__Problem__.
Would you repeat each of the lines below exactly?

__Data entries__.
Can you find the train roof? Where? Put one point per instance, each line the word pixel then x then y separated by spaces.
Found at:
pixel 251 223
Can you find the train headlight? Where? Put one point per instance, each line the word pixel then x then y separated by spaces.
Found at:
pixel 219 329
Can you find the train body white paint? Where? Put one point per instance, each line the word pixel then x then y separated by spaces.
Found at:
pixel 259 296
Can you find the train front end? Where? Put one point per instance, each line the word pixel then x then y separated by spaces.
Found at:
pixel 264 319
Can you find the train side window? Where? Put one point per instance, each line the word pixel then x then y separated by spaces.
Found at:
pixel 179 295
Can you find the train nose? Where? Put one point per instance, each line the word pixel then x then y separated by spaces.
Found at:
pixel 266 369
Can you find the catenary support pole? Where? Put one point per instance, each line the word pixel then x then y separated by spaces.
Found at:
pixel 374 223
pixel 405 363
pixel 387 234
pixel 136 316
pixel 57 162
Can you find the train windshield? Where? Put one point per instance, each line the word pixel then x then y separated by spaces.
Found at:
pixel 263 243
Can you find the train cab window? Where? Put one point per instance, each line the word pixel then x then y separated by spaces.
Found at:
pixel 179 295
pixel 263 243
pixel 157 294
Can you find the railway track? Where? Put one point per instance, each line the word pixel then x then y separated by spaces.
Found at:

__Task result__.
Can you find the train roof? Where? Put one point per instance, each line the word pixel then x then y separated by spaces.
Found at:
pixel 251 223
Can you find the train headlight? Where? Put one point per instance, each line the word pixel then x then y separated by spaces.
Found at:
pixel 219 329
Can you find the train body white paint? Where? Put one point per instance, each line the word pixel then x then y separated by spaces.
Found at:
pixel 259 296
Can you find the train front end? Where? Put one point per instance, each line the word pixel then x then y separated by spaces.
Found at:
pixel 264 319
Can you find the train side window? Where? Put one point per instance, each line the word pixel then x then y separated by spaces.
Found at:
pixel 179 295
Can you find the train nose? Where? Put one point per instance, each line the word pixel then x then y separated by spaces.
Found at:
pixel 266 369
Can you find the catenary support pole? Where? Put one point per instance, each line the word pixel then x then y separated by spaces.
Found at:
pixel 374 223
pixel 405 363
pixel 387 234
pixel 136 316
pixel 57 162
Can you find the train windshield? Where? Put one point per instance, each line the word pixel then x then y separated by spaces.
Found at:
pixel 263 243
Can you find the train cab window? Where? Put one point per instance, each line the word pixel then x then y separated by spaces.
Found at:
pixel 179 295
pixel 263 243
pixel 157 294
Can you find the railway track? Where? Put one point per instance, each line the word pixel then x then y separated by spaces.
Found at:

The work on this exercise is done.